━━━ Article ━━━

However, the ChFrame class also stores an auxiliary 3x3 rotation matrix that can be used to speed up computations in the cases where quaternions would be less efficient. In this sense, ChCoordsys can be considered as a lightweight version of ChFrame, that may save memory if advanced features are not needed.


There are several ways to build a ChFrame; for instance:

ChFramed Xa; // build default frame: zero translation, no rotation
ChFramed Xb(vec, quat); // build from given translation vector and rotation quaternion
ChFramed Xc(csys); // build from given ChCoordysd
ChFramed Xd(vec, theta, u); // build from translation vector and rotation about axis


One of the most important features of the ChFrame class is the ability to apply coordinate transformations to:

Direction and location transformations are by far the most used features thus being worth further details. As example, we can consider the transformation of a point expressed in a local coordinate system b into another (e.g. absolute) coordinate system a:

This affine transformation can be written as:

\[ \mathbf{d}_{P,a(a)}=\mathbf{d}_{b,a(a)} + \mathbf{R}_{ba} \mathbf{d}_{P,b(b)} \]

In Chrono, this process can be expressed, without using ChFrame<>s as:

ChVector3d d_Pa_a; // vector with endpoint P, starting from point a, expressed in frame (a)
ChVector3d d_ba_a; // vector with endpoint b, starting from point a, expressed in frame (a)
ChVector3d d_Pb_b; // vector with endpoint P, starting from point b, expressed in frame (b)
ChMatrix33d R_ba; // rotation of frame (b) expressed with respect to frame (a)
d_Pa_a = d_ba_a + R_ba * d_Pb_b;

On the contrary, by using ChFrame<> methods, it is possible to simplify the notation, by leveraging one of these three similar approaches:

  • using Transform[Direction|Point]ParentToLocal|Transform[Direction|Point]LocalToParent; more verbose, standard approach
  • using the * operator;
    ChVector3d d_Pa_a; // vector with endpoint P, starting from point a, expressed in frame (a)

━━━

What to do ::
(1) In the ChFrame passage, what does the ChFrame class store to speed up computations where quaternions would be less efficient?
(2) Extend the ChFrame passage, picking up directly after its last line.
The entries were drawn from a source other than the ChFrame passage.

━━━ Record excerpts ━━━

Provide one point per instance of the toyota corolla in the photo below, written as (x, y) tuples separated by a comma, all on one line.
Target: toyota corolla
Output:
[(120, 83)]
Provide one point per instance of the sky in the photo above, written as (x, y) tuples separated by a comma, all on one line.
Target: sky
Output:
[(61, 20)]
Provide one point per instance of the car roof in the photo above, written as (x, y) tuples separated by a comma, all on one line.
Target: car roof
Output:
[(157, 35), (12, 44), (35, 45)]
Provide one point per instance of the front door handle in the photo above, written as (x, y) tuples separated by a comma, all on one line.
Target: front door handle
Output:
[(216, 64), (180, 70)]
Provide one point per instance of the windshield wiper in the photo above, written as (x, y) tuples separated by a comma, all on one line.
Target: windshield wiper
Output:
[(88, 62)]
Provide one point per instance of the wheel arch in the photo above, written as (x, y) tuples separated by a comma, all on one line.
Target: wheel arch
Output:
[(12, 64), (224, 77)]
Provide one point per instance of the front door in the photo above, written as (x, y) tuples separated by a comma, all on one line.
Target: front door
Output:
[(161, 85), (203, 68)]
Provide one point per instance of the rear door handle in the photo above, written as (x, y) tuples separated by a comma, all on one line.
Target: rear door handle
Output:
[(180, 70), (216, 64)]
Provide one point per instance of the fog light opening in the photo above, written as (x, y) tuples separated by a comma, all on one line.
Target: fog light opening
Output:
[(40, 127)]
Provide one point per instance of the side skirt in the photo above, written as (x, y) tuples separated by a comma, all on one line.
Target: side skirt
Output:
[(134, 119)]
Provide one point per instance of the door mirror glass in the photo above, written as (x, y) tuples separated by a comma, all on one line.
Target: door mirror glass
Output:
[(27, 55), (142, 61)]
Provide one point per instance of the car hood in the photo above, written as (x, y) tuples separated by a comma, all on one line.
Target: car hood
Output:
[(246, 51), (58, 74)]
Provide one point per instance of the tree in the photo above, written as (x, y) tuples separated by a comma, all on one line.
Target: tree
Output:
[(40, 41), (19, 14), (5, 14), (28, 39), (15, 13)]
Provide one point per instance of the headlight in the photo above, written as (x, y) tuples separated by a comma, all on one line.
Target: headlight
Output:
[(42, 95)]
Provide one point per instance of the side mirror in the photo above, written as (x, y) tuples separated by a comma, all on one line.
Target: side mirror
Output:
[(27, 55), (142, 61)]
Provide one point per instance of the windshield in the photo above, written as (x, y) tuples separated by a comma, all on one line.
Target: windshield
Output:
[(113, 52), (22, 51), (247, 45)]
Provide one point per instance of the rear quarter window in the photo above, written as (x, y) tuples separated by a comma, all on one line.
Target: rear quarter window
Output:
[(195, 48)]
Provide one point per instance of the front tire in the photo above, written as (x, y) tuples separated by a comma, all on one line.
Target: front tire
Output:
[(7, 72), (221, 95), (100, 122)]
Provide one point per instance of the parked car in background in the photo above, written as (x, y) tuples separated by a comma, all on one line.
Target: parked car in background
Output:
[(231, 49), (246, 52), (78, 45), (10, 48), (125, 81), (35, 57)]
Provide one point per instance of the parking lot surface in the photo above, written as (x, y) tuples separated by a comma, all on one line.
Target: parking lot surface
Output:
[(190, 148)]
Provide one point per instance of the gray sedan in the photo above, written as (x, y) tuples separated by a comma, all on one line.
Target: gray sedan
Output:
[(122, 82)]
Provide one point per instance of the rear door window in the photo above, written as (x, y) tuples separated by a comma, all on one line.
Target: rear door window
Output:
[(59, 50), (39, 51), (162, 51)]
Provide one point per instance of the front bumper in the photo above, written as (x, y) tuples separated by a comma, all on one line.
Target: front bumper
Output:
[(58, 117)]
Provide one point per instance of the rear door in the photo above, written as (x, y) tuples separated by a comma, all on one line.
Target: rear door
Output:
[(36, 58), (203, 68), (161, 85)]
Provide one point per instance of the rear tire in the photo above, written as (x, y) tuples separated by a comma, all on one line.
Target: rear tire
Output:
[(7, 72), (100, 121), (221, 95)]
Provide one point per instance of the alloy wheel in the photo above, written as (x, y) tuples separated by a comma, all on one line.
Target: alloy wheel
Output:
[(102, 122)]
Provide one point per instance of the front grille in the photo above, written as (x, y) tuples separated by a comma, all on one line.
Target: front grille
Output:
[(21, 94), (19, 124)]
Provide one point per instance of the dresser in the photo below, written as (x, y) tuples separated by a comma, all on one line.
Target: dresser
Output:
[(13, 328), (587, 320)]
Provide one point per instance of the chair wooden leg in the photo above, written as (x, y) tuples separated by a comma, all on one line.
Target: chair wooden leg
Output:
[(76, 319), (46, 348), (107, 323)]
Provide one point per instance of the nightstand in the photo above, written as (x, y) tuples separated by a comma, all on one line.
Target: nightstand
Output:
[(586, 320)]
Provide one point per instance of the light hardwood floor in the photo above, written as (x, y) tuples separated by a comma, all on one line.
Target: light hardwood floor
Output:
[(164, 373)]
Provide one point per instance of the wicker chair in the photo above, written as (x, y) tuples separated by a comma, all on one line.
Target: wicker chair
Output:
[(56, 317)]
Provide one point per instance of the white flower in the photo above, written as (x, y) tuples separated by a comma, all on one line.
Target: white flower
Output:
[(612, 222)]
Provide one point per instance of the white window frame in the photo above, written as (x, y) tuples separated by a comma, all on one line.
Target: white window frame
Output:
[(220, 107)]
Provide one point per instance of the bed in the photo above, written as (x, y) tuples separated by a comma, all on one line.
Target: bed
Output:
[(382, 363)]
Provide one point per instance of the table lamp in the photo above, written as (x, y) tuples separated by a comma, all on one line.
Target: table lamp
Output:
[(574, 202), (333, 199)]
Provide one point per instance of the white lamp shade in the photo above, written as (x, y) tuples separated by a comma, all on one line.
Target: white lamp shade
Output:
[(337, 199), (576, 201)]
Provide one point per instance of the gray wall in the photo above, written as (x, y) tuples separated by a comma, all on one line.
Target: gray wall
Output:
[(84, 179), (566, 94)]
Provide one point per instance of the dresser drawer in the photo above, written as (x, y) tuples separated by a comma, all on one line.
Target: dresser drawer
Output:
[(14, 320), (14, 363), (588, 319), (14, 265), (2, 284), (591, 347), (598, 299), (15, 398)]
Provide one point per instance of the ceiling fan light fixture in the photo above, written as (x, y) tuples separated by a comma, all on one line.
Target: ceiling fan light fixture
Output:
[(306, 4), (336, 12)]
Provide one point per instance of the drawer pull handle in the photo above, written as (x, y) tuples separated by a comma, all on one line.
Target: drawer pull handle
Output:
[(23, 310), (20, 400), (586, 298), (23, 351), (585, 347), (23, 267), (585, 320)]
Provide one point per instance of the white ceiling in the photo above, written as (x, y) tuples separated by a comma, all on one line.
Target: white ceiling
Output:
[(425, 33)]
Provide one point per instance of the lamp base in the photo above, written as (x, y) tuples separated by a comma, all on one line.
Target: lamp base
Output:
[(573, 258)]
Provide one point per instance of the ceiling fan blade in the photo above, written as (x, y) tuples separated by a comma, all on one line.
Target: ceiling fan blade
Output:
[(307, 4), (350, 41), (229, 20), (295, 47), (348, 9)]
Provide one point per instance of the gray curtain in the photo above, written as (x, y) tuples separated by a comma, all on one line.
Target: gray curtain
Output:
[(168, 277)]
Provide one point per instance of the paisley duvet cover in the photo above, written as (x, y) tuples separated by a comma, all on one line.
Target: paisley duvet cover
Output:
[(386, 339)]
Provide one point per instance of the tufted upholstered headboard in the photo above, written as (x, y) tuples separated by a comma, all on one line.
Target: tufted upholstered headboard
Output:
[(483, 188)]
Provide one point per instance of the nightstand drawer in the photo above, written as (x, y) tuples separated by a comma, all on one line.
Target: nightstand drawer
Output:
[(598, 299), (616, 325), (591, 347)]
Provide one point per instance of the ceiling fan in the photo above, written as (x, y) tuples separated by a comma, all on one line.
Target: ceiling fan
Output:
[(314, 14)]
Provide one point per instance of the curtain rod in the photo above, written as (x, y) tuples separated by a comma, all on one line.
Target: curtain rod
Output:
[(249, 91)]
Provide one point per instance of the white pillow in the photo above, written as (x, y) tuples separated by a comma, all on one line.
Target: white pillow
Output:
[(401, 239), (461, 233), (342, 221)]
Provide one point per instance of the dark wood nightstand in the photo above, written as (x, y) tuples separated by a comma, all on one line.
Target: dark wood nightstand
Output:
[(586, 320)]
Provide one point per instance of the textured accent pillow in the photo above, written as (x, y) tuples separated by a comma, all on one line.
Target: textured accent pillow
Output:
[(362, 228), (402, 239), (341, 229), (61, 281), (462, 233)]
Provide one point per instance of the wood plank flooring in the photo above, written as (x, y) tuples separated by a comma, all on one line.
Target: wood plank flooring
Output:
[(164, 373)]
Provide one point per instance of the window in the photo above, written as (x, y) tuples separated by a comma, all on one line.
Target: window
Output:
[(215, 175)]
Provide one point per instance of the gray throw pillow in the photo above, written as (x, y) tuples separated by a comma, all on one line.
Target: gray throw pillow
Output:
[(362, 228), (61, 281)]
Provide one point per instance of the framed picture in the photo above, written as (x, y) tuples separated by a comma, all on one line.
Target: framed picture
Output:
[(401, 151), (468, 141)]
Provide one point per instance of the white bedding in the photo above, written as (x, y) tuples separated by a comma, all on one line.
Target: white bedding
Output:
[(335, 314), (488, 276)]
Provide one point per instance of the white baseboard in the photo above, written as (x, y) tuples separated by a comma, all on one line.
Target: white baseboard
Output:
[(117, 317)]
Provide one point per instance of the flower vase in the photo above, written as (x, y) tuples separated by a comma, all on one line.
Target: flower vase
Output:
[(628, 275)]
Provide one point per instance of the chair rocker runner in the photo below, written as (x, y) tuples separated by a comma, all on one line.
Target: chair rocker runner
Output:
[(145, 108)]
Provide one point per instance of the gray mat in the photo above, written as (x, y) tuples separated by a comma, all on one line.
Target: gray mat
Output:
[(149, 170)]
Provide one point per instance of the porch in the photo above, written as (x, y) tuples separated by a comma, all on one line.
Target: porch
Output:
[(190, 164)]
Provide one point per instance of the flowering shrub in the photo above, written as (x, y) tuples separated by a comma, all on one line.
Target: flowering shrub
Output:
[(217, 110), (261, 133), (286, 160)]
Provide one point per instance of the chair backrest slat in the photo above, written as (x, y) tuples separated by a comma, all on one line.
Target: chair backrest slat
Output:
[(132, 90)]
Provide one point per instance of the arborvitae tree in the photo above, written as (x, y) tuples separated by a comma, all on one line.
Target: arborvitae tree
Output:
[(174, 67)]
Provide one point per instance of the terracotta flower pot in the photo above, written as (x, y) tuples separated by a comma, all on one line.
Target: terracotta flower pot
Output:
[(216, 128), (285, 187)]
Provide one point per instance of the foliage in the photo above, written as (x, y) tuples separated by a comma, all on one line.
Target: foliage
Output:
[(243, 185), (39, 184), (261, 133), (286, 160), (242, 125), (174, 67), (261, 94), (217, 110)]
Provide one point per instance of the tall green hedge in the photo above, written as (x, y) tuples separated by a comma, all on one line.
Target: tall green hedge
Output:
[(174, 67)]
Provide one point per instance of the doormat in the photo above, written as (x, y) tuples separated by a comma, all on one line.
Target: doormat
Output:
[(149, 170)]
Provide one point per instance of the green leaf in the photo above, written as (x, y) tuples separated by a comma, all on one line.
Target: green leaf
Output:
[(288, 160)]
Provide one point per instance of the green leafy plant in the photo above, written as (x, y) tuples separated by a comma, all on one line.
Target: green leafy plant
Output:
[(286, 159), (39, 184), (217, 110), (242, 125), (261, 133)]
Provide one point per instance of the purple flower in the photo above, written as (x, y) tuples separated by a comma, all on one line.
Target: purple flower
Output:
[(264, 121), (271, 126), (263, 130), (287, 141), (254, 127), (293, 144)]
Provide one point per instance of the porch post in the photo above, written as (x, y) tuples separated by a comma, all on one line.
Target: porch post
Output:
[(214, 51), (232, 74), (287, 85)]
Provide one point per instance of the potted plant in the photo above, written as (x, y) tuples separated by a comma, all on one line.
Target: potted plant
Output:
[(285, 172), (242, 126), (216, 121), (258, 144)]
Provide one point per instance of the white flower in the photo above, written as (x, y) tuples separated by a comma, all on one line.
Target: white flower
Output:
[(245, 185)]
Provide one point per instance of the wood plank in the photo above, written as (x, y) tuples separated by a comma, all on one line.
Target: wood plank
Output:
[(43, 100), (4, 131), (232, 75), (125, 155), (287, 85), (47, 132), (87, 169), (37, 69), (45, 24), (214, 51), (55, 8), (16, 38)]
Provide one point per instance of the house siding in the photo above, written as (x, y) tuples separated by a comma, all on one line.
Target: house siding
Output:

━━━

Solved problems ::
(1) An auxiliary 3x3 rotation matrix.

(2)
    ChVector3d d_Pb_b; // vector with endpoint P, starting from point b, expressed in frame (b)
    ChFramed X_ba; // frame (b) (i.e. position and rotation) expressed with respect to frame (a)
    d_Pa_a = X_ba * d_Pb_b;
  • using the >> operator;
ChVector3d d_Pa_a; // vector with endpoint P, starting from point a, expressed in frame (a)
ChVector3d d_Pb_b; // vector with endpoint P, starting from point b, expressed in frame (b)
ChFramed X_ba; // frame (b) (i.e. position and rotation) expressed with respect to frame (a)
d_Pa_a = X_ba * d_Pb_b;

The same concept can be used to chain coordinate transformations. For instance, if the transformation from frames c to b and from b to a are known, the overall frame rotation and displacement can be obtained as

ChFramed X_ba, X_cb, X_ca;
X_ca = X_ba * X_cb;

or, equivalently, by making use of the >> operator:

X_ca = X_cb >> X_ba;

In Chrono, most of the transformation between ChCoordsys<>, ChFrame<> and ChFrameMoving<> (which is defined below) can be expressed in two equivalent ways:

  • using the * operator RIGHT TO LEFT transformations, as in: X_ca = X_ba * X_cb
  • using the >> operator LEFT TO RIGHT transformations, as in: X_ca = X_cb >> X_ba

The latter has some advantages:

  • it is more 'intuitive' (see how the subscripts cb-ba follow a 'chain')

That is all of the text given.